▸ WORK TO COMPLETE:
Could you write out the records below exactly as they appear?

:::::

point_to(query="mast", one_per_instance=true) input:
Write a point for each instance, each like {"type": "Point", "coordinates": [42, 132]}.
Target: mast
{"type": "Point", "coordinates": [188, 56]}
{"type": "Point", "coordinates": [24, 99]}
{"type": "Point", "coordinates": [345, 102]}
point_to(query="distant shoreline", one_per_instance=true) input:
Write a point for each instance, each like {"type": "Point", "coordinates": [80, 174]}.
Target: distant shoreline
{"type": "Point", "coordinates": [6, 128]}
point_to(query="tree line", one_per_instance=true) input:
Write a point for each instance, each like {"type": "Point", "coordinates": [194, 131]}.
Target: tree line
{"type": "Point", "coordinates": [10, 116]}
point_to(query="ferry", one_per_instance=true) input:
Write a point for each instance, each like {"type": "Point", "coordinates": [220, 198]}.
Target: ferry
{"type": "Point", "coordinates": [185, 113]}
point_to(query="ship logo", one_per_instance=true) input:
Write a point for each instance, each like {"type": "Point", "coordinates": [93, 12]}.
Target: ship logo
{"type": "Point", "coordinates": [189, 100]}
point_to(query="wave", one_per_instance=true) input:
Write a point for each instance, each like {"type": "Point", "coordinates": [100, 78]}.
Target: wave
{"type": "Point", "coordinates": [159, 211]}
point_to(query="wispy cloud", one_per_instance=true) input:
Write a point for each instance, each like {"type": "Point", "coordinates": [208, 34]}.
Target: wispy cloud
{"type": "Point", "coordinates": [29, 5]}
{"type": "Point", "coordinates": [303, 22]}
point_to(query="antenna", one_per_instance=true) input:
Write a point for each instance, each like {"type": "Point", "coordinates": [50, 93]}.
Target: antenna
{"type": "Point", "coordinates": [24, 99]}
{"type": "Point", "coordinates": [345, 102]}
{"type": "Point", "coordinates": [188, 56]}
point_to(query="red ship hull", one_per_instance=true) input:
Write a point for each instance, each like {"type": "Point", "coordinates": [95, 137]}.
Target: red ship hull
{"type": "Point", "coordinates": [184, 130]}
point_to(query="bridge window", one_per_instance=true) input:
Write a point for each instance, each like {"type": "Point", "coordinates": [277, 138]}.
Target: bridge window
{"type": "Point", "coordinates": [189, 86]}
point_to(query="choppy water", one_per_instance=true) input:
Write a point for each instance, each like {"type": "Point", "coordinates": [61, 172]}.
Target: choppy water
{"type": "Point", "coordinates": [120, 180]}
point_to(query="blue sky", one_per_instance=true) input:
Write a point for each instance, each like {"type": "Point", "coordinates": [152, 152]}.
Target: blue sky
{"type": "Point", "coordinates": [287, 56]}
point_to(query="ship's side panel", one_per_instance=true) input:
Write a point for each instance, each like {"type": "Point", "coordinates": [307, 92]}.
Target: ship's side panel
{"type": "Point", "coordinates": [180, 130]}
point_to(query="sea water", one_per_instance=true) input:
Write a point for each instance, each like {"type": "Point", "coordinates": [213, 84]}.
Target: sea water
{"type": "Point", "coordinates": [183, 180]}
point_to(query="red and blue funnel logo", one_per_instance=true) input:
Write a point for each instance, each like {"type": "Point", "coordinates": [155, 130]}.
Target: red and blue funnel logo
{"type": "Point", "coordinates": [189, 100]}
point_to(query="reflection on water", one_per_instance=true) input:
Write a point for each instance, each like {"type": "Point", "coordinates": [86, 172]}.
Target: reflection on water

:::::

▸ EXERCISE RESPONSE:
point_to(query="mast", one_per_instance=true) input:
Write a point for each instance, each like {"type": "Point", "coordinates": [42, 132]}.
Target: mast
{"type": "Point", "coordinates": [188, 56]}
{"type": "Point", "coordinates": [24, 99]}
{"type": "Point", "coordinates": [345, 102]}
point_to(query="distant shoreline", one_per_instance=true) input:
Write a point for each instance, each like {"type": "Point", "coordinates": [80, 174]}.
Target: distant shoreline
{"type": "Point", "coordinates": [6, 128]}
point_to(query="tree line", one_per_instance=true) input:
Write a point for each instance, each like {"type": "Point", "coordinates": [194, 131]}.
Target: tree line
{"type": "Point", "coordinates": [10, 116]}
point_to(query="ferry", one_per_instance=true) input:
Write a point for each instance, each like {"type": "Point", "coordinates": [220, 198]}.
Target: ferry
{"type": "Point", "coordinates": [185, 113]}
point_to(query="ship logo", one_per_instance=true) input:
Write a point for each instance, each like {"type": "Point", "coordinates": [93, 12]}.
Target: ship logo
{"type": "Point", "coordinates": [189, 100]}
point_to(query="wave", one_per_instance=true) input:
Write a point for each instance, each like {"type": "Point", "coordinates": [100, 78]}.
Target: wave
{"type": "Point", "coordinates": [159, 211]}
point_to(query="wispy cloud", one_per_instance=true) input:
Write a point for each instance, each like {"type": "Point", "coordinates": [208, 34]}.
Target: wispy cloud
{"type": "Point", "coordinates": [29, 5]}
{"type": "Point", "coordinates": [303, 22]}
point_to(query="antenna", one_per_instance=true) input:
Write a point for each instance, each like {"type": "Point", "coordinates": [50, 93]}.
Target: antenna
{"type": "Point", "coordinates": [24, 99]}
{"type": "Point", "coordinates": [345, 102]}
{"type": "Point", "coordinates": [188, 56]}
point_to(query="red ship hull", one_per_instance=true) input:
Write a point for each instance, each like {"type": "Point", "coordinates": [95, 137]}.
Target: red ship hull
{"type": "Point", "coordinates": [184, 130]}
point_to(query="bridge window", one_per_instance=true) input:
Write a point for each instance, each like {"type": "Point", "coordinates": [277, 138]}.
Target: bridge window
{"type": "Point", "coordinates": [189, 86]}
point_to(query="choppy water", one_per_instance=true) input:
Write a point for each instance, each like {"type": "Point", "coordinates": [61, 172]}.
Target: choppy water
{"type": "Point", "coordinates": [120, 180]}
point_to(query="blue sky", one_per_instance=true) input:
Write a point for each instance, each like {"type": "Point", "coordinates": [152, 152]}.
Target: blue sky
{"type": "Point", "coordinates": [287, 56]}
point_to(query="ship's side panel", one_per_instance=true) input:
Write a point for each instance, each like {"type": "Point", "coordinates": [307, 92]}.
Target: ship's side panel
{"type": "Point", "coordinates": [180, 130]}
point_to(query="sea water", one_per_instance=true) input:
Write a point for each instance, each like {"type": "Point", "coordinates": [213, 84]}.
Target: sea water
{"type": "Point", "coordinates": [183, 180]}
point_to(query="red and blue funnel logo", one_per_instance=true) input:
Write a point for each instance, each like {"type": "Point", "coordinates": [155, 130]}.
Target: red and blue funnel logo
{"type": "Point", "coordinates": [189, 100]}
point_to(query="reflection on water", one_per_instance=true) input:
Write a point for each instance, each like {"type": "Point", "coordinates": [86, 172]}.
Target: reflection on water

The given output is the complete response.